Quoted passage:
------------------------------
In this post, SANS instructors Justin Henderson, John Hubbard, and Ismael Valenzuela tackle some of the common questions they get from defenders looking to use their Security Information and Event Management (SIEM) platform as a high-impact detection tool.
What are the most common complaints you hear related to the use of SIEM in a Security Operations Center (SOC)?
I often hear folks state their SIEM is slow and that it cannot find anything useful. This occurs so much that the phrase "coffee break SIEM" has been coined. Searches taking minutes to complete is unacceptable. Careful planning and understanding how the search is happening can help prevent this. The real issue here is too many logs without emphasis on logs that matter. This leads to mountains of alerts, long triage times, and an inability to identify unauthorized activity. This is an issue with multiple causes: 1.) Either collecting too much or not having enough hardware which leads to slow query times (usually the former), 2.) Too much emphasis on log collection vs. detection, 3.) Lack of automation and context
The most common complaints have to do with the sheer number of alerts (a Damballa study indicates the average U.S. business has to deal with an average of 10,000 alerts a day); the lack of context (is this really a false positive or not?); and the lack of visibility (not having the logs you need to detect certain attacks, while having too many of the "other logs," that is, the not-so-useful ones).
Why are security professionals so frustrated with their SIEM? Is it a technology problem?
------------------------------
Problem A: According to the SIEM post, how many alerts a day does the average U.S. business deal with, per the Damballa study?
Problem B: Name every SANS instructor mentioned in the SIEM post.
Problem C: Carry on writing the SIEM post, starting after its final question.
The listing that comes next has no role in this work.

Extracted records:
------------------------------
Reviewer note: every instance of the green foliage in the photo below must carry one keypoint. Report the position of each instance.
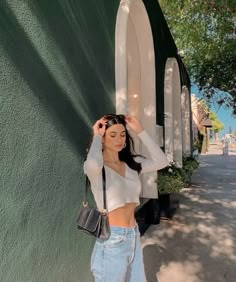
(190, 163)
(197, 142)
(204, 32)
(217, 125)
(170, 179)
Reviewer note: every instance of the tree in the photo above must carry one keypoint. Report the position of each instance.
(205, 34)
(217, 125)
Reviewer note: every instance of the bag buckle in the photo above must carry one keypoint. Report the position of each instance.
(85, 204)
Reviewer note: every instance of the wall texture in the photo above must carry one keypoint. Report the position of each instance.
(56, 78)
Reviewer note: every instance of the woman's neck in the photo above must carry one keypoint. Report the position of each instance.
(111, 156)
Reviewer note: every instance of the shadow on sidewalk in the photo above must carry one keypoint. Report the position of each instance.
(199, 243)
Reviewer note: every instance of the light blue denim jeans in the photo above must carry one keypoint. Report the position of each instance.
(120, 258)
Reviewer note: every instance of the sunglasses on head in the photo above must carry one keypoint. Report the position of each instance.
(111, 116)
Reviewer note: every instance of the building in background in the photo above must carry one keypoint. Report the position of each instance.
(63, 65)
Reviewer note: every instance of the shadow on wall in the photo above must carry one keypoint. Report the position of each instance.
(199, 244)
(70, 114)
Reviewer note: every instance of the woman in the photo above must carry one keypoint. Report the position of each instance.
(120, 257)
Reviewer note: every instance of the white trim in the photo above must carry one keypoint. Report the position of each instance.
(136, 74)
(185, 104)
(172, 105)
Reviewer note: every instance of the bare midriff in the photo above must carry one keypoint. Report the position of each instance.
(123, 216)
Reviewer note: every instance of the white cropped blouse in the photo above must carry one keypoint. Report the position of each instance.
(120, 190)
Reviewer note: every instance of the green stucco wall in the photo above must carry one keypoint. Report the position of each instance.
(56, 79)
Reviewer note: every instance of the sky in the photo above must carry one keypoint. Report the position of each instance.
(223, 114)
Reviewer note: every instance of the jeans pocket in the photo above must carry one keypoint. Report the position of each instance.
(114, 241)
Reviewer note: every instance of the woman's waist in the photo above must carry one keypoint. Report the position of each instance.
(123, 216)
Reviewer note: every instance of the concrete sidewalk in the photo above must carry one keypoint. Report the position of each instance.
(198, 244)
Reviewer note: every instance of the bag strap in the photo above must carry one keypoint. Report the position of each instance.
(87, 186)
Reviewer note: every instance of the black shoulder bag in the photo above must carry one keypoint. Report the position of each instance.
(91, 220)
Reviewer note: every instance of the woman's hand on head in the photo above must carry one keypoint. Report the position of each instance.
(133, 124)
(99, 127)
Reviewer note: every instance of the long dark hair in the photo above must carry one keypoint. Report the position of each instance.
(127, 154)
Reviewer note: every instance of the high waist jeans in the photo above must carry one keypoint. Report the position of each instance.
(120, 258)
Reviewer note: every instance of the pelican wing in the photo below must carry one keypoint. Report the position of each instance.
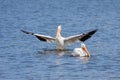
(41, 37)
(78, 38)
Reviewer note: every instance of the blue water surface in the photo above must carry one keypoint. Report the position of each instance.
(23, 57)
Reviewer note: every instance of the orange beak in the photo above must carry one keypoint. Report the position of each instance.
(86, 50)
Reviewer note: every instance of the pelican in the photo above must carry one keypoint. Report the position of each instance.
(81, 52)
(61, 41)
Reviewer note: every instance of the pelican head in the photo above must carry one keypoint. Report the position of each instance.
(84, 48)
(58, 31)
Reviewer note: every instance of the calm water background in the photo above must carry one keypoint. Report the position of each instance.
(23, 57)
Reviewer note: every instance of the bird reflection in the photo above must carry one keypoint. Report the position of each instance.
(67, 52)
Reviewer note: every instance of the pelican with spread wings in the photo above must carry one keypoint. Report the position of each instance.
(62, 41)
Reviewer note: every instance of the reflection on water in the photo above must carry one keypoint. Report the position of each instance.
(66, 52)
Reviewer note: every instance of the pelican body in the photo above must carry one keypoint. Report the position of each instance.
(61, 41)
(82, 51)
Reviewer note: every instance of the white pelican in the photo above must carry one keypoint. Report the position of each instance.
(61, 41)
(82, 51)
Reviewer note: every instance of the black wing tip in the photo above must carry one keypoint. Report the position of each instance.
(27, 32)
(88, 35)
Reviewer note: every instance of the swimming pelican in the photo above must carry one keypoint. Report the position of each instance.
(82, 51)
(61, 41)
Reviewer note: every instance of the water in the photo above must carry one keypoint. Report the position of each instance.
(23, 57)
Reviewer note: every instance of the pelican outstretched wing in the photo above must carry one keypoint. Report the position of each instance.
(78, 38)
(41, 37)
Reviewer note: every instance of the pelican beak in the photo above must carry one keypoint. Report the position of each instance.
(58, 31)
(86, 50)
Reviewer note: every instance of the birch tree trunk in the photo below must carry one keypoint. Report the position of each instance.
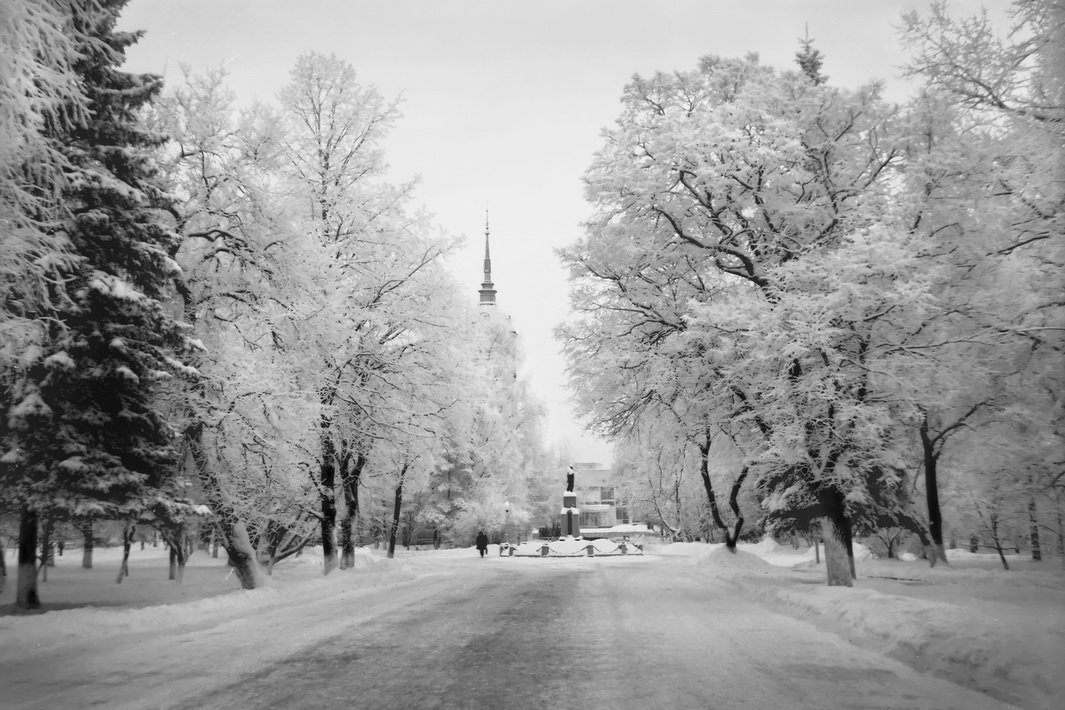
------------------------------
Final answer A: An average of 10,000 alerts a day.

Final answer B: Justin Henderson, John Hubbard, and Ismael Valenzuela.

Final answer C:
As much as we all would like to blame vendor technology for SIEM failure, it's almost never a technology issue. In my experience, frustration with SIEM is a result of staff being trained on a specific tool (insert your SIEM tool here) versus having training on what data to collect, how to collect it, how to enrich it with context, and then ultimately how to use it to catch the bad guys. This is why the SANS course SEC555: SIEM with Tactical Analytics was created and has seen tremendous success. We all too often forget SIEM is just a tool. It is not about the tool. It is about how you wield it.
As with many other frustrations, it's a matter of misplaced expectations. When you've been told by the vendor that SIEM will meet all your detection needs, or that it is all you need for your SOC, frustration is going to come sooner rather than later. So no, it's not a technology problem, but more of a cultural problem. SIEM is an important element in the SOC, but it's only one of them. As with anything else in security, there's no substitute for having the right vision, processes, and people in place.
While teaching, I hear many complaints about SIEMs from the speed of searches, to parsing complication, to difficulty visualizing and reporting information. If you look at recent surveys, this isn't surprising; one found that only 48% of SIEM owners are satisfied with their purchase! That's crazy, considering the lowest score of all airline companies comes in at 63% satisfaction.
What does that say about our SIEMs?? To me, it seems many of these issues can be remedied with one simple solution - training. Many SIEMs are extremely capable, but the features are not always straightforward to use. To make things worse, organizations seem willing to spend the hundreds of thousands of dollars on a SIEM, but then skip the analyst courses required to get the return on investment. This situation leads to a team that either must figure the system as best they can while trying to do their day job or a team that continues to use only the basic features they understand by exploring around on their own.
With a SIEM, you aren't done once you've purchased the hardware. People need to be trained and given the time to actually absorb the training. I think there would be significantly less frustration if this were standard practice.
What are some of the quick wins you recommend to improve the effectiveness of a SIEM?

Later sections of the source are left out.